• **Passage**
-------------------------

MPI Origins and OpenMPI

In the 1990s, CPU‑centric supercomputers needed a standard for multi‑process communication, leading to the MPI standard in 1994. OpenMPI implements MPI for Linux, offering point‑to‑point and collective communication primitives such as MPI_Send , MPI_Recv , MPI_Bcast , MPI_Scatter , MPI_Gather , MPI_Allreduce , and others.

int MPI_Send(void* buf, int count, MPI_Datatype datatype, int dest, int tag, MPI_Comm comm);
int MPI_Recv(void* buf, int count, MPI_Datatype datatype, int source, int tag, MPI_Comm comm, MPI_Status* status);
int MPI_Bcast(void* buffer, int count, MPI_Datatype datatype, int root, MPI_Comm comm);
int MPI_Scatter(const void* sendbuf, int sendcount, MPI_Datatype sendtype,
                void* recvbuf, int recvcount, MPI_Datatype recvtype,
                int root, MPI_Comm comm);
int MPI_Gather(const void* sendbuf, int sendcount, MPI_Datatype sendtype,
               void* recvbuf, int recvcount, MPI_Datatype recvtype,
               int root, MPI_Comm comm);
int MPI_Allreduce(const void* sendbuf, void* recvbuf, int count,
                 MPI_Datatype datatype, MPI_Op op, MPI_Comm comm);

Basic MPI Concepts

Process : An independent MPI rank that runs the same program.

-------------------------

• **Job 1**
State how many lines of the records contain the word "concrete". Reply with the number alone.
The text and the records were taken from unrelated sources.

Point-based annotation data:
-------------------------

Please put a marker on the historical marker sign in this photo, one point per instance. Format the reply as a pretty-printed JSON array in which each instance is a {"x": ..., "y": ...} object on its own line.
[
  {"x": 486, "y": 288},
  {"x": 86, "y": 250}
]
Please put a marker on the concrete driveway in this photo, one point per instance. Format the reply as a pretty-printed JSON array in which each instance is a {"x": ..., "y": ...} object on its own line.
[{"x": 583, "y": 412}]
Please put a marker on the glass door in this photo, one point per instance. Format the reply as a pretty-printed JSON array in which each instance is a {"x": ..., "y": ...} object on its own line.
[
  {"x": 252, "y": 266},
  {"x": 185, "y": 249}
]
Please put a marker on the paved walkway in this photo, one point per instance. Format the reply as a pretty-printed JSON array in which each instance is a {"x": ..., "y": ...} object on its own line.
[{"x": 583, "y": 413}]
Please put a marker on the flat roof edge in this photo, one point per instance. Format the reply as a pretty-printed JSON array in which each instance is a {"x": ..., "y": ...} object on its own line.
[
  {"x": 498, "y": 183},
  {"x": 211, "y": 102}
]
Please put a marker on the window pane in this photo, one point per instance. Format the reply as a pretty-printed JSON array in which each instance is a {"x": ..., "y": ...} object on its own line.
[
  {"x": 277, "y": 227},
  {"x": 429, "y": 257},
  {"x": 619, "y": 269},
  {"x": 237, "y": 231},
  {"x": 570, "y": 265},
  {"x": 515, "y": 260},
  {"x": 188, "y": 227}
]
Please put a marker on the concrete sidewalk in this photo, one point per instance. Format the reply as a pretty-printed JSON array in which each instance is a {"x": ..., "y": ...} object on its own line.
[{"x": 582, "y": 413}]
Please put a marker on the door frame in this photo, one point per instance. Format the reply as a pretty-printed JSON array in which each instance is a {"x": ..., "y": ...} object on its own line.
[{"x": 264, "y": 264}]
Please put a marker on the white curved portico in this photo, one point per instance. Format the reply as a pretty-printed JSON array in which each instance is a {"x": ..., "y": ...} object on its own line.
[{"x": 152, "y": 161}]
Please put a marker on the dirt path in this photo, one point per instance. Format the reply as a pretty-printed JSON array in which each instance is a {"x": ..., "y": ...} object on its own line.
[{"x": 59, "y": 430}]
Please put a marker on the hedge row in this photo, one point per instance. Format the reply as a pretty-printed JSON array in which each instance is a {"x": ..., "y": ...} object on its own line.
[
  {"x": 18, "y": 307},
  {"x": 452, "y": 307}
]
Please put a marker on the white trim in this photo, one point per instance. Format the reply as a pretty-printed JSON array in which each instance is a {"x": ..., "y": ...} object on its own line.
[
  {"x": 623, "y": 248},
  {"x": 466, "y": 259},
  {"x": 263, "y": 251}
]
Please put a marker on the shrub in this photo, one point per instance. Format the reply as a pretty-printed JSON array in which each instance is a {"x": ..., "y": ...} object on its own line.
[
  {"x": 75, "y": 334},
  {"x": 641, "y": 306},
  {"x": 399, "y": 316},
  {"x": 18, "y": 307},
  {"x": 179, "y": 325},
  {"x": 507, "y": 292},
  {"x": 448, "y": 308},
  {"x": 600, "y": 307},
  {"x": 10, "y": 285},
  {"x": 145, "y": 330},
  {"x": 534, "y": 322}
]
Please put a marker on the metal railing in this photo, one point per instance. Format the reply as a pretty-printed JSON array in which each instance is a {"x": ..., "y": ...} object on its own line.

-------------------------

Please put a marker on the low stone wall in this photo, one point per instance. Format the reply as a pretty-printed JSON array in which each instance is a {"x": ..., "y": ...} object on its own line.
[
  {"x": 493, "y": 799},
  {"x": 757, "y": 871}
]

-------------------------

• **Job 2**
According to the MPI passage, in what year did the MPI standard come about?

• **Correct result 1**
2

• **Correct result 2**
1994